■ Your instructions ■
Output as a JSON list of strings, one per line with blank lines omitted, the records starting at the first line and going on through the line containing "pixel 224 77".

■ Extracted records ■
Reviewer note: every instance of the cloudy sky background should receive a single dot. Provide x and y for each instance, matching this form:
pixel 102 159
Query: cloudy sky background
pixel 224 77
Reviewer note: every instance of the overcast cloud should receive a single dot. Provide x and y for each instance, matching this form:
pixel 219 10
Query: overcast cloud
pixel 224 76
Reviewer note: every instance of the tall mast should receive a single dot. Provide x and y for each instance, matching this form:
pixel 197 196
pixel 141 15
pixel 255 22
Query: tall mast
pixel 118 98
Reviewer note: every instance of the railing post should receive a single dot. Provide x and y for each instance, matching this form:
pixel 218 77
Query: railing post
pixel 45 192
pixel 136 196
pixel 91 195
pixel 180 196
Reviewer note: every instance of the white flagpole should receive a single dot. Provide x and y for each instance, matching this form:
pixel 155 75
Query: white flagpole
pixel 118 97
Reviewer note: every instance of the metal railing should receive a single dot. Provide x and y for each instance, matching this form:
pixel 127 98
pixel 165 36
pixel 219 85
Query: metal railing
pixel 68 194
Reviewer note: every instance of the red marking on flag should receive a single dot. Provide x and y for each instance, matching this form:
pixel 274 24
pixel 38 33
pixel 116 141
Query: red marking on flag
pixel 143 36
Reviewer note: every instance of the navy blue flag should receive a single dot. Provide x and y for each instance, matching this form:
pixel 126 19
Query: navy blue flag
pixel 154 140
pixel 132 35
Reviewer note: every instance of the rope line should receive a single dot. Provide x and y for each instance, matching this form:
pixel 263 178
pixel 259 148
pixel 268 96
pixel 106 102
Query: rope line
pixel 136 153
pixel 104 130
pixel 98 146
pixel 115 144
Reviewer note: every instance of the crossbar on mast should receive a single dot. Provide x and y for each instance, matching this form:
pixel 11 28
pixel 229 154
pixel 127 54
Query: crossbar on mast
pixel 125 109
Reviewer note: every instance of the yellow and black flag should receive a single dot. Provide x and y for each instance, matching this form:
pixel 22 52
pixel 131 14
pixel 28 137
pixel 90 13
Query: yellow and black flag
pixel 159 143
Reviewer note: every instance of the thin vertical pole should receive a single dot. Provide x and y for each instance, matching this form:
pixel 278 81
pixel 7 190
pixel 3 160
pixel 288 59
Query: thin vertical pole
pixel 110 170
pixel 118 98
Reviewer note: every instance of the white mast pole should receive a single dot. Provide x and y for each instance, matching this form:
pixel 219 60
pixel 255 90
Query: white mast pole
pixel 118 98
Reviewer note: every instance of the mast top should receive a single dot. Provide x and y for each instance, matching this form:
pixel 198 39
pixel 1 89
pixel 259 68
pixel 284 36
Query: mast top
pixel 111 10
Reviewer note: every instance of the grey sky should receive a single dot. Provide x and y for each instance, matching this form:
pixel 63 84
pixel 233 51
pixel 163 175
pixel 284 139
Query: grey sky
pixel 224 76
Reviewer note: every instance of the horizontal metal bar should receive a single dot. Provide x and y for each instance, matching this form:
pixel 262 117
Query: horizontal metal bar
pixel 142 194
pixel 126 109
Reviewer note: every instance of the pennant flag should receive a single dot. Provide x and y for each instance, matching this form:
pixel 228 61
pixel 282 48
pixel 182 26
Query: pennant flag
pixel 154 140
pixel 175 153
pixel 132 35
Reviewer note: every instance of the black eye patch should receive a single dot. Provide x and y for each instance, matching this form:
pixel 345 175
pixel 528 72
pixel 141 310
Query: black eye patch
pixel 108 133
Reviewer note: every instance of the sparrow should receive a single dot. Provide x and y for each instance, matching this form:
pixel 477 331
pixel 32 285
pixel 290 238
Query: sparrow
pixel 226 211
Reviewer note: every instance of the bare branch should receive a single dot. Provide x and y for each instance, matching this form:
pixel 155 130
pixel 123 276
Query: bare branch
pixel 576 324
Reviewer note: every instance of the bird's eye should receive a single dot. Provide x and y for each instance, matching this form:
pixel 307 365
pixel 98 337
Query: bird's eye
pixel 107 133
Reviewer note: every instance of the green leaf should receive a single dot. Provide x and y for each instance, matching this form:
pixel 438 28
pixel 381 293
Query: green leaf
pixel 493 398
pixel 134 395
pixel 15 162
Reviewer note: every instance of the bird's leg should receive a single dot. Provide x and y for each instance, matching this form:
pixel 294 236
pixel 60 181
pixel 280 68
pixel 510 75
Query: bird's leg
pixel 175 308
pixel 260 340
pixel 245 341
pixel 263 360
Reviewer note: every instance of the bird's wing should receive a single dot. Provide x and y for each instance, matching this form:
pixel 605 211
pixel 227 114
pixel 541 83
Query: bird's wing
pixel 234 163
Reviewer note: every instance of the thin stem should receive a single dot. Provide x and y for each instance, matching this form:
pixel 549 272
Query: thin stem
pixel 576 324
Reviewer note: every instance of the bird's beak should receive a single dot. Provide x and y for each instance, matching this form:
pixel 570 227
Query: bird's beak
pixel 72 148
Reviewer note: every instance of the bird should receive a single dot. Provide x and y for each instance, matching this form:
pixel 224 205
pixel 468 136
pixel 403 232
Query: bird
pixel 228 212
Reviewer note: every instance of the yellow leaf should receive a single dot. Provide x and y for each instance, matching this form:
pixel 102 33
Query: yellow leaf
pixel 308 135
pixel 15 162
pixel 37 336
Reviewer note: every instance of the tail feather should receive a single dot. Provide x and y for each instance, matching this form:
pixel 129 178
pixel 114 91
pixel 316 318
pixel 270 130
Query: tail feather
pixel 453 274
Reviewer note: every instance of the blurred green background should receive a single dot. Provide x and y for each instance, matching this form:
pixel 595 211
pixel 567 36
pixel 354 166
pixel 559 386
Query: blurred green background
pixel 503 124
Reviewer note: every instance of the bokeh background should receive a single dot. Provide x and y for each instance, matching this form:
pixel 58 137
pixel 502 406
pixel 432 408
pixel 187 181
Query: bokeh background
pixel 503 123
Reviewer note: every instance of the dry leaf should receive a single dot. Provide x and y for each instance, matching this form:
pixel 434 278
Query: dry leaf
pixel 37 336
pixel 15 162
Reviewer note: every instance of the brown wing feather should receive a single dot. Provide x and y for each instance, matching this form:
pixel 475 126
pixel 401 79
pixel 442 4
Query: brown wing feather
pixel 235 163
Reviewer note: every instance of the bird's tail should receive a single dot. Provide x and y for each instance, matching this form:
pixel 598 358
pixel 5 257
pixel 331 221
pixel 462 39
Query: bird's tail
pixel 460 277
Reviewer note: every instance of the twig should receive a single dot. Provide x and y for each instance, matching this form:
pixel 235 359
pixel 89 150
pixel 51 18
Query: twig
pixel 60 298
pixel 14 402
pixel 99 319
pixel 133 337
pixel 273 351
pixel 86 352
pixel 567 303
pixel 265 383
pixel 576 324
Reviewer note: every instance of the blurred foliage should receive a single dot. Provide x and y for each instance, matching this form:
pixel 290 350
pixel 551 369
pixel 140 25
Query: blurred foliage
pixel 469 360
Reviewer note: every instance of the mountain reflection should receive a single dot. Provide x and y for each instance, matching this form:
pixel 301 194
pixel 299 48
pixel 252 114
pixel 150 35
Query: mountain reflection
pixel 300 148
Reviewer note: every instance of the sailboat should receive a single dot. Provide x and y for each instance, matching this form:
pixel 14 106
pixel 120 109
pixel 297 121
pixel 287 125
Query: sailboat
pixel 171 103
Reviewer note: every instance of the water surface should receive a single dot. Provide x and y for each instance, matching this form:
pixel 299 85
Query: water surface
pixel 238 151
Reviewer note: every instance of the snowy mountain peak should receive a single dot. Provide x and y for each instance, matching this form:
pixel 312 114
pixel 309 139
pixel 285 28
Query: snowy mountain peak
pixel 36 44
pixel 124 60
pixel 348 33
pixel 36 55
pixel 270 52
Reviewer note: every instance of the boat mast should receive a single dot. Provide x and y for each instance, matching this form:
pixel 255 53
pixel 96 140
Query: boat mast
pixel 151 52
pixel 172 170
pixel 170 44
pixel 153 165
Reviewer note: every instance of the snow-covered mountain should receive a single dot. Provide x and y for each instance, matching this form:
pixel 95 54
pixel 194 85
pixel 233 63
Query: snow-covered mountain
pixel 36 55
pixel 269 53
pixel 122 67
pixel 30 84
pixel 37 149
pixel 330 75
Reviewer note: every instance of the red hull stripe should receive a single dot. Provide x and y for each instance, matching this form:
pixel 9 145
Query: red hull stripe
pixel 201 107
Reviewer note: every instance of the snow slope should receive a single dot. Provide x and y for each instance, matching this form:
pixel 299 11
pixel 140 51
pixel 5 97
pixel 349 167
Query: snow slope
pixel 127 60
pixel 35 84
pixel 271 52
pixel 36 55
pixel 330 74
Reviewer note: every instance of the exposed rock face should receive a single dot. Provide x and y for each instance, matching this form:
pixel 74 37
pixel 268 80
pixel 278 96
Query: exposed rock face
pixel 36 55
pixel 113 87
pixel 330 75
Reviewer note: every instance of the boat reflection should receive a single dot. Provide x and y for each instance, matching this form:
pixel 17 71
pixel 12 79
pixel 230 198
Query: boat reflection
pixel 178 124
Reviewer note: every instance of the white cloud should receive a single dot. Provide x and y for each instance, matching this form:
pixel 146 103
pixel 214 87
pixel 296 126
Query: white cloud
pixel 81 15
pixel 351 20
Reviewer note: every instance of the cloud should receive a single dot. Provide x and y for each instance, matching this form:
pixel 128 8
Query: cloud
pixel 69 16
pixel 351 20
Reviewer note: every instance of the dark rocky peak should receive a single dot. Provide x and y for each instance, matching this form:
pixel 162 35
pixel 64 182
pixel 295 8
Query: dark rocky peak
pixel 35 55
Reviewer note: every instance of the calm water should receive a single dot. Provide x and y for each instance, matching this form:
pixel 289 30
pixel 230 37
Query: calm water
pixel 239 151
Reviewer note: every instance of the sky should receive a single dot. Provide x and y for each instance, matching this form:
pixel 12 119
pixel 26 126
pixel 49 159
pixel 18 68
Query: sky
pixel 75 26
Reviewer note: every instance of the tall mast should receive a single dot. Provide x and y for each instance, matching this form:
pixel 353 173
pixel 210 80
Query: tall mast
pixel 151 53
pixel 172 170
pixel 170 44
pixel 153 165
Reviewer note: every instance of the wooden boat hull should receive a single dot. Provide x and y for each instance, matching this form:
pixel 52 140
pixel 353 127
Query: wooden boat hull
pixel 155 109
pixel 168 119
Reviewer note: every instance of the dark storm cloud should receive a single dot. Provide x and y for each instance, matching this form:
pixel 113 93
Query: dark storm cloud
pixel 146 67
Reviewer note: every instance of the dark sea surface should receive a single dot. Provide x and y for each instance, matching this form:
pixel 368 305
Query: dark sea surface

■ Result for this task ■
[
  "Reviewer note: every instance of the cloudy sky background should receive a single dot. Provide x and y for each instance, matching this form:",
  "pixel 102 159",
  "Query: cloudy sky background",
  "pixel 224 77"
]